WHAT TO DO.
Search the records below for the word "stem". Pull out each line that has it.

DATA EXTRACT.
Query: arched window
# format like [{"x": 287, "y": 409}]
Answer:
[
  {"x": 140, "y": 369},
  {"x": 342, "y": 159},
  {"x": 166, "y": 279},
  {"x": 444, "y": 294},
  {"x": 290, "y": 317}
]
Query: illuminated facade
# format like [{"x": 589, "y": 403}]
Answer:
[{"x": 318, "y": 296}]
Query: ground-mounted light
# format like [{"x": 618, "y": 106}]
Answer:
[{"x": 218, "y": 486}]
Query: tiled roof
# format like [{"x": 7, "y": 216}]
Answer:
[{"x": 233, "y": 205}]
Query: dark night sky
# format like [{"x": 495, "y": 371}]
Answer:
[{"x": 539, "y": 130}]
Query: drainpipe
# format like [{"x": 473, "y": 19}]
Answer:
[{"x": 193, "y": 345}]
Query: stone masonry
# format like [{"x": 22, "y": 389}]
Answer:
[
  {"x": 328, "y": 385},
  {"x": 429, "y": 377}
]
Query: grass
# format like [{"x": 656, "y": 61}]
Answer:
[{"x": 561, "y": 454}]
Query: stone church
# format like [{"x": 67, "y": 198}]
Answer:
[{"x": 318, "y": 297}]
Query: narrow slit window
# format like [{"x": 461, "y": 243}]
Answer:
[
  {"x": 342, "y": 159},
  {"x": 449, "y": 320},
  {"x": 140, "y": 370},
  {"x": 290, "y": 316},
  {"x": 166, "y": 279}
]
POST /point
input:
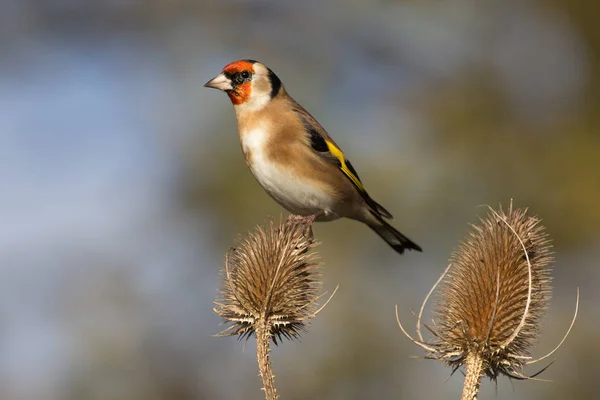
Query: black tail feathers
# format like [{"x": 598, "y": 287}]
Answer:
[{"x": 395, "y": 239}]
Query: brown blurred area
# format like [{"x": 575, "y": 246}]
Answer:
[{"x": 124, "y": 185}]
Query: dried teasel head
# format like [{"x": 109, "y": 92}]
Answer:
[
  {"x": 494, "y": 294},
  {"x": 272, "y": 278}
]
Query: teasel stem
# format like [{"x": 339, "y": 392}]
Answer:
[
  {"x": 263, "y": 350},
  {"x": 474, "y": 373},
  {"x": 491, "y": 299},
  {"x": 270, "y": 289}
]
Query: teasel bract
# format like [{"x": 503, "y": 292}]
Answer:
[
  {"x": 270, "y": 289},
  {"x": 491, "y": 299}
]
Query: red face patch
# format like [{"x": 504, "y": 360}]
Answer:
[{"x": 242, "y": 91}]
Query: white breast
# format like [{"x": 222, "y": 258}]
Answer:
[{"x": 299, "y": 196}]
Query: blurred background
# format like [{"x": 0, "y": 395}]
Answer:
[{"x": 122, "y": 185}]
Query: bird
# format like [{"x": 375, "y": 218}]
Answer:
[{"x": 293, "y": 157}]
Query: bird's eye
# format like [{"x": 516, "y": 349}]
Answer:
[{"x": 242, "y": 77}]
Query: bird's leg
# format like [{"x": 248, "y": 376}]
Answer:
[{"x": 304, "y": 220}]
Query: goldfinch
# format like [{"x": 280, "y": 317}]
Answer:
[{"x": 293, "y": 158}]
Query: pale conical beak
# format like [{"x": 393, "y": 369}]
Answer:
[{"x": 220, "y": 82}]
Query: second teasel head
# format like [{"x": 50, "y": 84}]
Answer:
[{"x": 494, "y": 294}]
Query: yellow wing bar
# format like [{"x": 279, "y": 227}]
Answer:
[{"x": 337, "y": 153}]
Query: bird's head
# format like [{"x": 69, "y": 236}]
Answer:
[{"x": 248, "y": 83}]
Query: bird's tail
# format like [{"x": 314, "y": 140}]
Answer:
[{"x": 395, "y": 239}]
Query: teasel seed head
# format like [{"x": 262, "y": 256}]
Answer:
[
  {"x": 492, "y": 297},
  {"x": 272, "y": 275},
  {"x": 495, "y": 293}
]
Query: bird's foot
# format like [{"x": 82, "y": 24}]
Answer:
[
  {"x": 307, "y": 221},
  {"x": 302, "y": 219}
]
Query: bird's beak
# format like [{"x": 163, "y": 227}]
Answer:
[{"x": 220, "y": 82}]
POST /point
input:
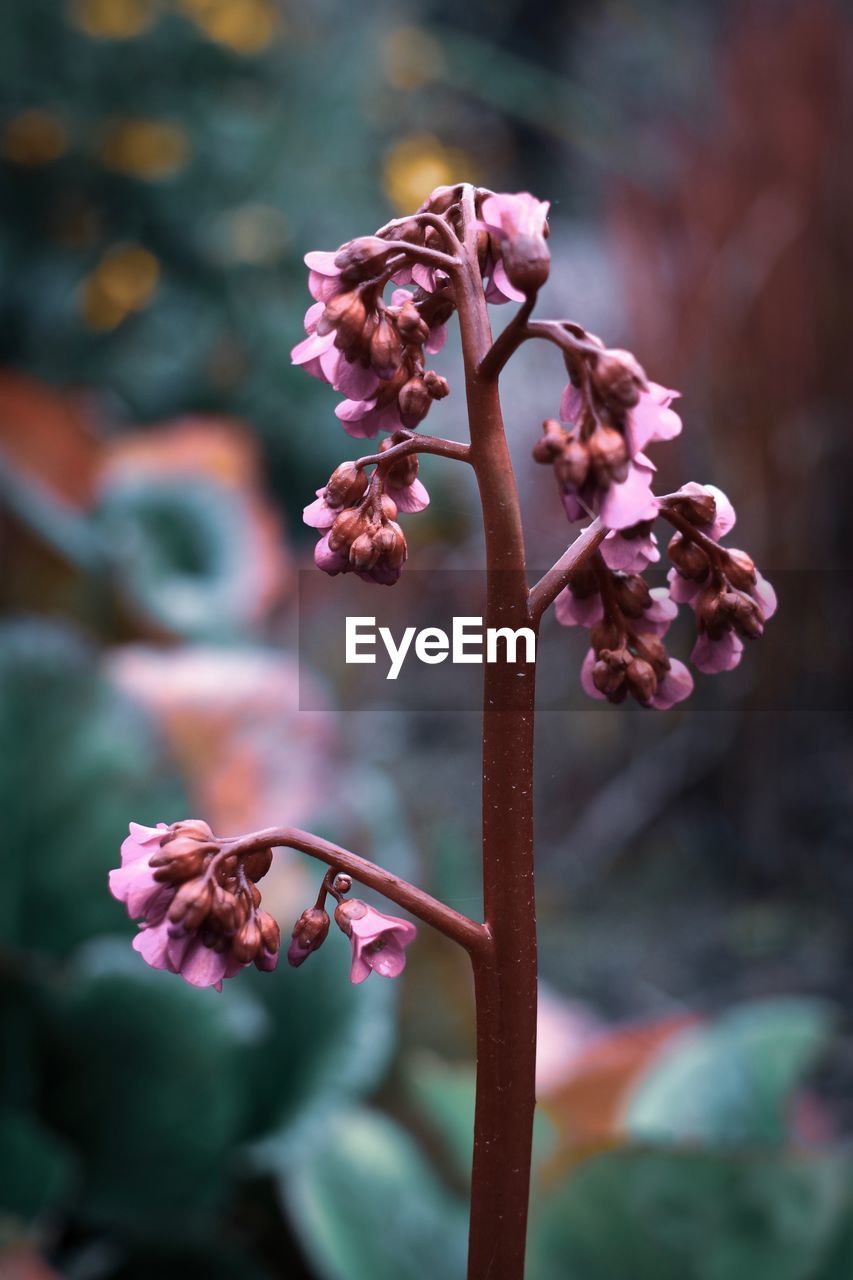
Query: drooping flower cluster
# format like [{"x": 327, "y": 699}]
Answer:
[
  {"x": 197, "y": 903},
  {"x": 378, "y": 941},
  {"x": 614, "y": 415},
  {"x": 723, "y": 586},
  {"x": 628, "y": 621}
]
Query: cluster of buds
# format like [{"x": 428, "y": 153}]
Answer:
[
  {"x": 378, "y": 941},
  {"x": 197, "y": 901},
  {"x": 370, "y": 351},
  {"x": 626, "y": 624},
  {"x": 357, "y": 516},
  {"x": 730, "y": 598},
  {"x": 614, "y": 414}
]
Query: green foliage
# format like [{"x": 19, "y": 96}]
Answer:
[
  {"x": 366, "y": 1205},
  {"x": 730, "y": 1082},
  {"x": 662, "y": 1215}
]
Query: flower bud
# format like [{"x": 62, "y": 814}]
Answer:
[
  {"x": 346, "y": 529},
  {"x": 632, "y": 594},
  {"x": 386, "y": 351},
  {"x": 740, "y": 570},
  {"x": 573, "y": 465},
  {"x": 413, "y": 328},
  {"x": 309, "y": 933},
  {"x": 191, "y": 904},
  {"x": 346, "y": 485},
  {"x": 642, "y": 681},
  {"x": 688, "y": 557},
  {"x": 437, "y": 387},
  {"x": 609, "y": 455},
  {"x": 414, "y": 400},
  {"x": 364, "y": 551},
  {"x": 247, "y": 941},
  {"x": 527, "y": 261},
  {"x": 345, "y": 314},
  {"x": 619, "y": 379}
]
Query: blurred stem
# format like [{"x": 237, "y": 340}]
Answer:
[{"x": 505, "y": 977}]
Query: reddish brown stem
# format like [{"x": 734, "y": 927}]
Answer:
[
  {"x": 469, "y": 935},
  {"x": 506, "y": 976}
]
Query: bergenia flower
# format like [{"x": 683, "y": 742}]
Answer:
[
  {"x": 378, "y": 941},
  {"x": 197, "y": 914}
]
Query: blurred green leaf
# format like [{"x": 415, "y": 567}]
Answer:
[
  {"x": 145, "y": 1078},
  {"x": 77, "y": 762},
  {"x": 366, "y": 1206},
  {"x": 35, "y": 1166},
  {"x": 664, "y": 1215},
  {"x": 730, "y": 1082}
]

RESPONSE BELOW.
Query: teasel stem
Query: blurred stem
Query: reddish brown stem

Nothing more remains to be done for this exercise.